**Testo di partenza**
Schneck segreto: "Sono contrario al Dal Molin Usa"
Sabato 12 Settembre 2009 alle 08:00 | 0 commenti
Articolo pubblicato su VicenzaPiù n.162 in edicola sabato 12 settembre
Ecco la trascrizione di una conversazione privata col presidente leghista della Provincia. In cui Titti il Panzer dice quel che pensa davvero sulla base, sulle armi atomiche a Longare, su Hullweck. E sul nuovo teatro
La Lega vicentina ha il cervello che dice una cosa e la pancia che ne sente un'altra. E' di lotta e di governo, e quando governa copre gli istinti che la spingono alla lotta. Ma essi, al riparo da taccuini e telecamere, saltano fuori, straripano, si liberano dal politically correct che li ingabbia. E se c'è un padano che tale contraddizione la riassume in sé condita di quella veracità allergica al bon ton che ha reso i leghisti così invisi ai parrucconi, è il presidente della Provincia, Attilio "Titti" Schneck detto il Panzer.
Padroni a casa nostra
A fornircene testimonianza è stata una fonte che in base all'inviolabilità della segretezza professionale non citeremo. Si tratta di una conversazione di cui abbiamo documentata prova. Essa è avvenuta con Schneck in privato nel febbraio di quest'anno. La nostra fonte, dopo qualche frase di simpatia, ricorda al presidente leghista il sacro motto del Carroccio delle origini, "paròni a casa nostra". «Proprio così. Tu credi che sul Dal Molin io sia d'accordo? Taccio e non sollevo questioni», è la spiazzante replica di Schneck. Al che la fonte, che chiameremo con l'iniziale F, gli fa presente la propria comprensione per il ruolo istituzionale che ricopre, che non gli permette di andare controcorrente rispetto ad una Lega ufficialmente schierata per il sì alla base. Il Panzer va giù piatto: «Non posso permettermelo di farlo, ma fare un'altra base militare a Vicenza, zio caro, come se non ne avessimo già abbastanza! Sacrifichiamo terreno e territorio nostro per altri 100/150 anni, questa è la previsione». Poi si lancia in un giudizio storico "revisionista" sui rapporti fra il nostro Paese e gli Usa nel periodo della Seconda Guerra Mondiale: «L'altra sera gliene ho dette quattro, guardate che non siamo alleati degli americani perché gli americani non sono alleati, gli americani sono stati cobelligeranti, perché non ci hanno dato l'epiteto di alleati, ci hanno dato dei cobelligeranti. E' vero che l'alleanza è stretta nei confronti di Stati Uniti e Nato, io non sto a discutere, di scelte che sono state fatte nè del perché. Questa alleanza per la base del ‘54 alla Ederle e... va bon, ma guardate che sacrifichiamo per l'Italia noi, Vicenza sacrifica per tutta Italia. Ho detto: ma proprio lì dovevano andare? Non avevano altri posti dove andare?». Per la verità Schneck ha usato il termine "sacrificio" anche pubblicamente. Del resto, persino il commissario del governo che sovrintende alla Ederle 2, Paolo Costa, la chiama così. Per non dire del sindaco della città , Achille Variati. La bomba è che personalmente, il leghistissimo Titti pensa che in fondo ci trattano da sudditi.

**Voci**

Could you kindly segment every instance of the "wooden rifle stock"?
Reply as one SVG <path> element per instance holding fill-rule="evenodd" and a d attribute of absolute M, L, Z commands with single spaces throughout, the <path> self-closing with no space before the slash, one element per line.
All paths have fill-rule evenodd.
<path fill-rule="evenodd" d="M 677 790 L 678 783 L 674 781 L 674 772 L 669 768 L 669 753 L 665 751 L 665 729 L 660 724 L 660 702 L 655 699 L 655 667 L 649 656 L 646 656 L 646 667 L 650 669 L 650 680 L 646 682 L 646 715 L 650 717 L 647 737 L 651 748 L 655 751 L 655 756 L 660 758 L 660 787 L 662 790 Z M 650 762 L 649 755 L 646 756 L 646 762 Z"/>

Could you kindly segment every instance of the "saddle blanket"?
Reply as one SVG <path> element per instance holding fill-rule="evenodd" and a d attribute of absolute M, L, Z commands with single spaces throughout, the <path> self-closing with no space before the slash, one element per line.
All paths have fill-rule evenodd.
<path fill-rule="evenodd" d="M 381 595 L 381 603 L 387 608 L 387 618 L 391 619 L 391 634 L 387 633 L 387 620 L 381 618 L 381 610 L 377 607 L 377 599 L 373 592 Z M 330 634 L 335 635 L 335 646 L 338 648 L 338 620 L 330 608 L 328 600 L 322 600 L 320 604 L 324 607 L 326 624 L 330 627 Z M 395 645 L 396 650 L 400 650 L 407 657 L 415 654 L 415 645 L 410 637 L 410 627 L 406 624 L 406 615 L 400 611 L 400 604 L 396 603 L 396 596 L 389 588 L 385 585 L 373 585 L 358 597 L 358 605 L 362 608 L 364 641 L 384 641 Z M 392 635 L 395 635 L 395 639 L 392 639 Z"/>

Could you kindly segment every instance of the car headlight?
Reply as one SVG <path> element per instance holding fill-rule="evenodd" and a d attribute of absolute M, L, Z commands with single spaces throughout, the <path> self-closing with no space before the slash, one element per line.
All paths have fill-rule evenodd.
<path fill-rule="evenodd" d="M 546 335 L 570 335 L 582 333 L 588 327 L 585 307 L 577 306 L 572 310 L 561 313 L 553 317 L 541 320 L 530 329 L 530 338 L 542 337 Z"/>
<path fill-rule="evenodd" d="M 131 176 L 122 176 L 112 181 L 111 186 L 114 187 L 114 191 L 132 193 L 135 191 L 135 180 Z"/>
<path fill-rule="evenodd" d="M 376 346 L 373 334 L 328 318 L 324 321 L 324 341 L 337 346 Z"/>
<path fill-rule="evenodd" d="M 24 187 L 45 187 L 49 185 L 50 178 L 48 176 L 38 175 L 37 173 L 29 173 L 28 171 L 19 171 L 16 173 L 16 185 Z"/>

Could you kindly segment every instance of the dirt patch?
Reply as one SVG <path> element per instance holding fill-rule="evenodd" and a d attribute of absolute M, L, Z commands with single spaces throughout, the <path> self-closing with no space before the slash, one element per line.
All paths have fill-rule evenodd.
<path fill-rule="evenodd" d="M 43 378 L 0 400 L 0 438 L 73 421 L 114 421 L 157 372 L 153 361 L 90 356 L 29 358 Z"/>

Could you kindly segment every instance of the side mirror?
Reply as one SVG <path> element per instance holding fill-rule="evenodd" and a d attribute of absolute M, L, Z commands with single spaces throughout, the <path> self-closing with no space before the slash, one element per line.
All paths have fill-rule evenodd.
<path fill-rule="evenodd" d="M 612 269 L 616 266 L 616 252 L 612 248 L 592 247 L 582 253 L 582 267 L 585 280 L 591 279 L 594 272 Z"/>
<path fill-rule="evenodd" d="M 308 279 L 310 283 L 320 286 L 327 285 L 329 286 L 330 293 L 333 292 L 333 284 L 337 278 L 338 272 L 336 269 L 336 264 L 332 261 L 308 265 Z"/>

**Esercizi da fare**
A) Nell'articolo su Schneck e la base Dal Molin, per quanto tempo ancora, secondo Schneck, Vicenza sacrificherebbe il proprio territorio?
B) Scrivi il seguito dell'articolo su Schneck e la base Dal Molin, ripartendo subito dopo l'ultima frase riportata.

**Risposte date**
A) Per altri 100/150 anni, secondo la previsione che cita.

B)
Risarcimenti subito
Ma andiamo avanti. Schneck è arrabbiato: Vicenza va ripagata, e molto. «Tutte le amministrazioni di prima dovevano mettere nero su bianco: noi non vogliamo la base americana a Vicenza prima roba, e seconda se bisogna per forza farla pagate queste cose qua perché bisogna che Vicenza sia ripagata non oggi, ma ripagata sia per oggi sia per tutti gli anni che resta la base. Deve esserci un patto di sangue con cui noi abbiamo determinati diritti, diversi dai diritti che hanno gli altri, perché stiamo facendo un sacrificio per l'Italia. E non riusciamo ad avere i soldi per la progettazione della tangenziale nord!».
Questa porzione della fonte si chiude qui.